*MATERIAL SUPPLIED:*
#####

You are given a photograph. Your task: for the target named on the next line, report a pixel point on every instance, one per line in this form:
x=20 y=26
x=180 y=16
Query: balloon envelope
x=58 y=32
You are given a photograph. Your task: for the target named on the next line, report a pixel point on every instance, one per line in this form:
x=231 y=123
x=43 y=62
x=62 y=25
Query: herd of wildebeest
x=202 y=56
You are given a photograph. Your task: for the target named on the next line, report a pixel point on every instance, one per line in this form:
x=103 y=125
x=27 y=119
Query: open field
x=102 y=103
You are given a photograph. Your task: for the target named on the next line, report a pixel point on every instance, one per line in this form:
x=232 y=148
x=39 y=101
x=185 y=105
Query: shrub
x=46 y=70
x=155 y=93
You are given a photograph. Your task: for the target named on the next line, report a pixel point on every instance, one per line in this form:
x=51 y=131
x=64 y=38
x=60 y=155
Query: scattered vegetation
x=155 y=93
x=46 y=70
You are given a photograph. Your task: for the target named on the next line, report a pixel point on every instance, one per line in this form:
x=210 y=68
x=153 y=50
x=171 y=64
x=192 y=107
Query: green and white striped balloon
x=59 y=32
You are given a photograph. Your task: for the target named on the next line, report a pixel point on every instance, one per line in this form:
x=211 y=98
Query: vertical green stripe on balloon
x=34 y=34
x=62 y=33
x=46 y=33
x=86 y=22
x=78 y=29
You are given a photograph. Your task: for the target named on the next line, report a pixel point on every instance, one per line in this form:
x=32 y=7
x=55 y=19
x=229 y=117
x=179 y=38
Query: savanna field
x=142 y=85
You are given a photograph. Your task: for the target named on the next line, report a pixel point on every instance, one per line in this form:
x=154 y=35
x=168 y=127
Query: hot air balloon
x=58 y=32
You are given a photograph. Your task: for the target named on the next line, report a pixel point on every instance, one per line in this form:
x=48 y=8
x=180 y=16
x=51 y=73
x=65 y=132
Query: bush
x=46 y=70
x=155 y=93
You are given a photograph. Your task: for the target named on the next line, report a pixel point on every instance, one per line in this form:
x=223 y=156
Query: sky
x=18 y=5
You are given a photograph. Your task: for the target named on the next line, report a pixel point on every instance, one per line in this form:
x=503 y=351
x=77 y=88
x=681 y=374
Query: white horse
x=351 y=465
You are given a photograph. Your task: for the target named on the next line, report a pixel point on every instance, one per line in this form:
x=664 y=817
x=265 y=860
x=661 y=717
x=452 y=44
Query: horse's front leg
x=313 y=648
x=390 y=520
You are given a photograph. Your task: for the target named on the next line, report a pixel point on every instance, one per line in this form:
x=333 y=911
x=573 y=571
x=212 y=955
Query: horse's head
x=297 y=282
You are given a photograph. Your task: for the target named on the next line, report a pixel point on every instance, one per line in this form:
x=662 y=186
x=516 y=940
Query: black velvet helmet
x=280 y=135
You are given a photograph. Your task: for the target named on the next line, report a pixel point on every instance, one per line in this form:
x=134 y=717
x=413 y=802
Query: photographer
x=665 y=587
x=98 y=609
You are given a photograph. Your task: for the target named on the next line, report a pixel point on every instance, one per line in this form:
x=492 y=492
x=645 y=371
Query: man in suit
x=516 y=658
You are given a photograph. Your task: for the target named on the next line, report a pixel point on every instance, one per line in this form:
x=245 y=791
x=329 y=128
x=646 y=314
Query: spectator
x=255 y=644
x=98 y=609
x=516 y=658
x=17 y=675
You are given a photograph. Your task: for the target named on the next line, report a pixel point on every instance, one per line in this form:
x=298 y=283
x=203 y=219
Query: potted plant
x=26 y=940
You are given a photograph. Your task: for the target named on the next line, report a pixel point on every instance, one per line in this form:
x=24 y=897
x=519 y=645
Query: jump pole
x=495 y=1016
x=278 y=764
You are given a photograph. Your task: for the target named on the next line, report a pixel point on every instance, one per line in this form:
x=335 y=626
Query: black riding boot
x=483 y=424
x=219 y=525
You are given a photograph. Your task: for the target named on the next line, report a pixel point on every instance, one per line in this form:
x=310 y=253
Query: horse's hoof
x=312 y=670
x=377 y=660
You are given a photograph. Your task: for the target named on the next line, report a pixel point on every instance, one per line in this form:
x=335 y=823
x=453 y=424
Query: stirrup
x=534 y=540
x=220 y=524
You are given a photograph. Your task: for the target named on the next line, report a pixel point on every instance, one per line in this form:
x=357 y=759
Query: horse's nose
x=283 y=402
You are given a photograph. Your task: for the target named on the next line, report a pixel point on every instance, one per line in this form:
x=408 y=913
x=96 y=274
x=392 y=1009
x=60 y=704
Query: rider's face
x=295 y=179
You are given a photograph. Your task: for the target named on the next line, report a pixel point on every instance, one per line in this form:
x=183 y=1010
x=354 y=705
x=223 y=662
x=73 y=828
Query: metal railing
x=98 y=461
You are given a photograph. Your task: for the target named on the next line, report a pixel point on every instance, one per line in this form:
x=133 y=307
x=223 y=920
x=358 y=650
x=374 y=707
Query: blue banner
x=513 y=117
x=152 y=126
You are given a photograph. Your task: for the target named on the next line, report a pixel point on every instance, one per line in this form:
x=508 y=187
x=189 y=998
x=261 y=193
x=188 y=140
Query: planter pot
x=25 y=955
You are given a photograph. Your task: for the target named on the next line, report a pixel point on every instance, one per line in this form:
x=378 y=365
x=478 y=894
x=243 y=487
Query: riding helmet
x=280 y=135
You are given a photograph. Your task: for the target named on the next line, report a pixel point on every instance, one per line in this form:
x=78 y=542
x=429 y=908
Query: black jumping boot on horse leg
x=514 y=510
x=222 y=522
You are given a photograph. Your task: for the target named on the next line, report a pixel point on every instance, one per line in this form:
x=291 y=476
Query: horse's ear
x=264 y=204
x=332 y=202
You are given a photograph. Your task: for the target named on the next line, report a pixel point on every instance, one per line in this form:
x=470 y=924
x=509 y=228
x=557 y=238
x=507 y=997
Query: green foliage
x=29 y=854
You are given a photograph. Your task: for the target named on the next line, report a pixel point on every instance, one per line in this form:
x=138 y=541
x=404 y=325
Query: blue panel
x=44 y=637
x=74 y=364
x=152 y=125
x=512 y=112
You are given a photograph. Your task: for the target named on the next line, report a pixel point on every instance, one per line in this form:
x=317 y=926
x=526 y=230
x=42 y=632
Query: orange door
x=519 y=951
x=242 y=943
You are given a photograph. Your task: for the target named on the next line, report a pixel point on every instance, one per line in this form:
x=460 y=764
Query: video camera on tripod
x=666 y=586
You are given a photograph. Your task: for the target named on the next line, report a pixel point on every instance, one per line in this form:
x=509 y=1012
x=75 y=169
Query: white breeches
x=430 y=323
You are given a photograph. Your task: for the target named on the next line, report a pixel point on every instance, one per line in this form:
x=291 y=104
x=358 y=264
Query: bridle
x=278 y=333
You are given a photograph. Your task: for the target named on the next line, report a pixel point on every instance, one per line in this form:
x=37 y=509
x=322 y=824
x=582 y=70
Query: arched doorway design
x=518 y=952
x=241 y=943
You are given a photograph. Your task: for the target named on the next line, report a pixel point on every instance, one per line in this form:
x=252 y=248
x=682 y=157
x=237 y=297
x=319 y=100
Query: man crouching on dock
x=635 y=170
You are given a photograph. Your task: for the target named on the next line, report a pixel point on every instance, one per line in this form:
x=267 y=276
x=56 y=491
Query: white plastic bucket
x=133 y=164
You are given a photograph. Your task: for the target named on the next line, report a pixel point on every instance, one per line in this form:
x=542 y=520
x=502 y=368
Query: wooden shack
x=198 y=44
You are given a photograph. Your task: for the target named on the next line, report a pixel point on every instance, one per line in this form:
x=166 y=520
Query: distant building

#####

*THE TASK:* Return every line in the rows above that contains the word "green".

*SOLUTION TO THE EXERCISE:*
Query: green and white striped balloon
Query: vertical green stripe on balloon
Query: green foliage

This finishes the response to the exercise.